▶ _Natural-language object grounding data_
※
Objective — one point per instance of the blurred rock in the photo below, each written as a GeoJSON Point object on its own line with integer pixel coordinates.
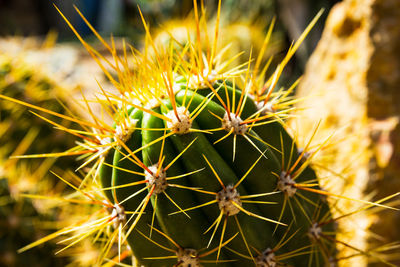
{"type": "Point", "coordinates": [354, 78]}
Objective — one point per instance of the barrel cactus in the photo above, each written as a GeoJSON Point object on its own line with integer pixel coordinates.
{"type": "Point", "coordinates": [208, 170]}
{"type": "Point", "coordinates": [198, 167]}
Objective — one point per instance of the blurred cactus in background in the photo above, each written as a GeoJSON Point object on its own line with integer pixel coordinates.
{"type": "Point", "coordinates": [188, 151]}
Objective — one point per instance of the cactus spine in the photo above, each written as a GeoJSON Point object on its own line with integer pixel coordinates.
{"type": "Point", "coordinates": [198, 167]}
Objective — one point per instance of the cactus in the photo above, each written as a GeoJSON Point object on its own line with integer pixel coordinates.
{"type": "Point", "coordinates": [198, 167]}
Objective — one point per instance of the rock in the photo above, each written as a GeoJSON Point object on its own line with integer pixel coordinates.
{"type": "Point", "coordinates": [353, 78]}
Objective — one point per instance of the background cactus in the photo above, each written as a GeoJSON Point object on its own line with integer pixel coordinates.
{"type": "Point", "coordinates": [202, 146]}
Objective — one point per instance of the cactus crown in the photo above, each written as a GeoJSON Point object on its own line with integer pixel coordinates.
{"type": "Point", "coordinates": [197, 162]}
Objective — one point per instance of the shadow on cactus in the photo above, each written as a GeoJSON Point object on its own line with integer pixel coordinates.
{"type": "Point", "coordinates": [198, 167]}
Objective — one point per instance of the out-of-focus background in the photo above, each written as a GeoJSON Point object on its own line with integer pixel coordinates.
{"type": "Point", "coordinates": [41, 61]}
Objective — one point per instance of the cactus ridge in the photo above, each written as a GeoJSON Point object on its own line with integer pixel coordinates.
{"type": "Point", "coordinates": [197, 166]}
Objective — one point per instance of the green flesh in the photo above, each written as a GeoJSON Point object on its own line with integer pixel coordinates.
{"type": "Point", "coordinates": [230, 167]}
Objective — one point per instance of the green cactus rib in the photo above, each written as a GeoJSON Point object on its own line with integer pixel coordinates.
{"type": "Point", "coordinates": [201, 195]}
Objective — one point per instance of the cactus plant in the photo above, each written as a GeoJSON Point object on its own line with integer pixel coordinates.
{"type": "Point", "coordinates": [198, 167]}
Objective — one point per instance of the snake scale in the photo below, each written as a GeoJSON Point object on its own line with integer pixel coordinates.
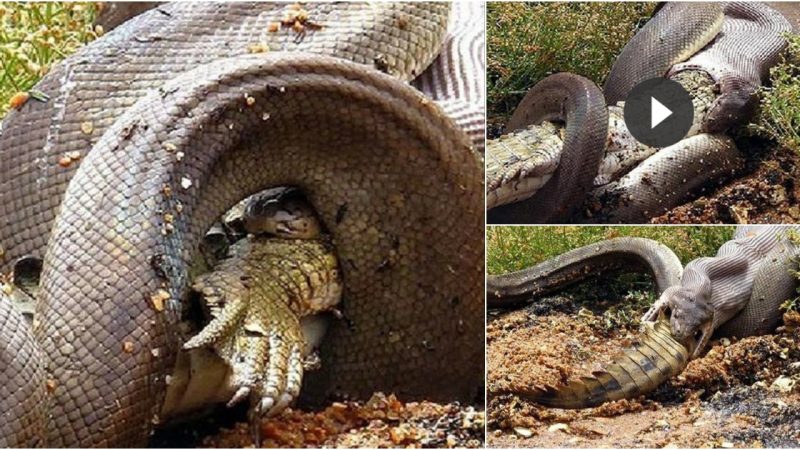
{"type": "Point", "coordinates": [183, 120]}
{"type": "Point", "coordinates": [736, 293]}
{"type": "Point", "coordinates": [732, 45]}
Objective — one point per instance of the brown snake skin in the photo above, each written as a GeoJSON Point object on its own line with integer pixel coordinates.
{"type": "Point", "coordinates": [374, 157]}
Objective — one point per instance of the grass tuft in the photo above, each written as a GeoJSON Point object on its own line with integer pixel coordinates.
{"type": "Point", "coordinates": [779, 115]}
{"type": "Point", "coordinates": [34, 36]}
{"type": "Point", "coordinates": [528, 41]}
{"type": "Point", "coordinates": [515, 248]}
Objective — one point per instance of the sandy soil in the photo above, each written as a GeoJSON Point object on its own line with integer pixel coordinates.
{"type": "Point", "coordinates": [736, 395]}
{"type": "Point", "coordinates": [767, 192]}
{"type": "Point", "coordinates": [382, 421]}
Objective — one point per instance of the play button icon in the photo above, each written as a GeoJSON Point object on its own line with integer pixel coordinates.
{"type": "Point", "coordinates": [658, 112]}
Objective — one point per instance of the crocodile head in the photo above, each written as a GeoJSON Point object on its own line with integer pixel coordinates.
{"type": "Point", "coordinates": [691, 317]}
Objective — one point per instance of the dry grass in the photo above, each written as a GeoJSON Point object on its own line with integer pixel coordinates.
{"type": "Point", "coordinates": [34, 36]}
{"type": "Point", "coordinates": [779, 117]}
{"type": "Point", "coordinates": [528, 41]}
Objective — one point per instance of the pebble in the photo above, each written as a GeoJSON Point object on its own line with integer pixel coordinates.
{"type": "Point", "coordinates": [783, 384]}
{"type": "Point", "coordinates": [524, 432]}
{"type": "Point", "coordinates": [558, 427]}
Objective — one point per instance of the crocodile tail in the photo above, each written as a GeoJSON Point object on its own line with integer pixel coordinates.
{"type": "Point", "coordinates": [637, 370]}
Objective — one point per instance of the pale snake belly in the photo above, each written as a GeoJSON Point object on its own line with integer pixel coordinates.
{"type": "Point", "coordinates": [736, 293]}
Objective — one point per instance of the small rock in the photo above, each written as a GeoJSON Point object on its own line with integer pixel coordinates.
※
▶ _WHAT THE TASK ASKS_
Could the data above be copied out exactly, with no pictures kept?

▶ _RESULT BELOW_
Objective — one point per instance of the blurred rock in the photo below, each written as a GeoJSON Point object on its own line with integer pixel coordinates.
{"type": "Point", "coordinates": [354, 78]}
Objective — one point per instance of the barrel cactus in the photo above, each written as a GeoJSON Point object on its own line with integer pixel coordinates.
{"type": "Point", "coordinates": [208, 170]}
{"type": "Point", "coordinates": [198, 167]}
Objective — one point per instance of the blurred cactus in background in the photo above, each written as a GeoJSON Point object on its own line with integer pixel coordinates.
{"type": "Point", "coordinates": [188, 151]}
Objective — one point per instance of the cactus spine in the photo above, each written as a GeoJSON Point object on its own line with integer pixel coordinates.
{"type": "Point", "coordinates": [198, 167]}
Objective — one point per instance of the cactus in the photo above, each written as a GeoJSON Point object on its own line with integer pixel coordinates.
{"type": "Point", "coordinates": [198, 167]}
Objective — one point per instance of the rock in the photo above, each written as a GeoJSON Point object on its own line with integer pixel coordinates.
{"type": "Point", "coordinates": [353, 78]}
Objective — one point per instance of the background cactus in the photo above, each written as a GeoJSON Point object on its own line with integer pixel coordinates.
{"type": "Point", "coordinates": [202, 146]}
Objective — one point per instance of the cactus crown in the photo above, each written as a GeoJSON Point object on its own line with integer pixel coordinates.
{"type": "Point", "coordinates": [197, 162]}
Objective — one point per instance of the shadow on cactus in the photo above, each written as a GeoJSON Point object on its own line with integer pixel coordinates.
{"type": "Point", "coordinates": [198, 167]}
Objective — one point per instance of the out-of-focus background in the photo above, each written as a GeoJSON Point object on its own line with integer pixel coordinates.
{"type": "Point", "coordinates": [41, 61]}
Objective — one point per instance of the cactus ridge in the photo above, each written as a GeoJSON Point object on its own line with integer pixel coordinates.
{"type": "Point", "coordinates": [197, 166]}
Objective — one point per instance of the green flesh in the photo above, each written as a GeoJSON Point object on its own line with integer pixel coordinates.
{"type": "Point", "coordinates": [230, 167]}
Objective — one point per instance of the green cactus rib in the photo above, each written as a GeoJSON Point object on its own line with integer pixel coordinates.
{"type": "Point", "coordinates": [201, 195]}
Objective — one point per instance of the cactus plant in the photo above, each written as a GeoJSON Point object on its own line with integer pixel coordinates.
{"type": "Point", "coordinates": [198, 167]}
Objective — one point per instance of the snake scale in the photo below, each written as a GeoJSON Point object on its own line with integer pixel coordinates.
{"type": "Point", "coordinates": [183, 120]}
{"type": "Point", "coordinates": [736, 293]}
{"type": "Point", "coordinates": [732, 45]}
Objective — one point per instance of the brown snake skin in the photo above, each written as a GeoJSON Point object on its own line with integer pixel coordinates.
{"type": "Point", "coordinates": [374, 157]}
Objective — one point per instance of the grass tuft in the photo above, each written as a GeoJSON Point object on its own line with integer pixel coordinates.
{"type": "Point", "coordinates": [779, 115]}
{"type": "Point", "coordinates": [34, 36]}
{"type": "Point", "coordinates": [528, 41]}
{"type": "Point", "coordinates": [515, 248]}
Objective — one point per instance of the sandy soil in the photo above, each written as a GeoJSON Point object on its own line with integer pixel coordinates.
{"type": "Point", "coordinates": [736, 395]}
{"type": "Point", "coordinates": [767, 192]}
{"type": "Point", "coordinates": [382, 421]}
Objective — one point per instance of the play button icon in the photo above, each written as a GeoJSON Point object on its own line with integer pixel coordinates.
{"type": "Point", "coordinates": [658, 112]}
Objective — one point per instance of the crocodile head in the photo above, each written as a GeoJSON Point object on its own line with integer pixel coordinates.
{"type": "Point", "coordinates": [691, 317]}
Objective — one point per instance of the dry grass in the photo above, each written as a GeoJSON Point object on its own line with integer pixel coordinates.
{"type": "Point", "coordinates": [34, 36]}
{"type": "Point", "coordinates": [779, 117]}
{"type": "Point", "coordinates": [528, 41]}
Objective — one point per instance of the pebble in the photo above, each written as a GeoJSON Point object on its own line with integer pixel coordinates.
{"type": "Point", "coordinates": [783, 384]}
{"type": "Point", "coordinates": [524, 432]}
{"type": "Point", "coordinates": [558, 427]}
Objective — one point per instance of the crocodile tail in the photo above, each written as a GeoJSON Point object on its own line with integer pixel coordinates.
{"type": "Point", "coordinates": [637, 370]}
Objective — one point per instance of the pale snake belly in the photo above, each written as a GeoJSON Point object on its own line with integer pixel coordinates.
{"type": "Point", "coordinates": [736, 293]}
Objective — one point per instance of the small rock in the photo above, each written as a GeoJSON Point object on its own line with integer pixel coordinates.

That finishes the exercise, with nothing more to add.